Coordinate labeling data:
start
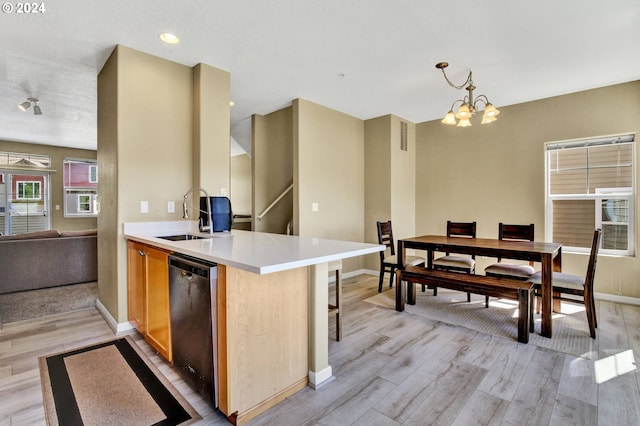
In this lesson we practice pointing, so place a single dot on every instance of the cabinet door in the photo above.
(136, 265)
(158, 319)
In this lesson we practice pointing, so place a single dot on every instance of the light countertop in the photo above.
(257, 252)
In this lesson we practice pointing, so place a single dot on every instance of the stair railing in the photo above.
(270, 206)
end
* [PROBLEM]
Format the records above as a two-column CSV with the headers "text" and "answer," giving one row for each dot-placing sentence and its coordinates. Put each field in quotes, replace line breaks with spaces, and leave the pictures out.

* [COMPLETED TASK]
text,answer
"In this lesson we practice pointing, so place a single dot on every instance of the cabinet door in the photo above.","(136, 265) (158, 319)"
"In this lesson we practice pointing, so place a single dot on every instance of the light countertop in the photo above.","(257, 252)"
"In this lesson we practice pointing, so place a single dot on every instance of the stair railing in the photo above.","(270, 206)"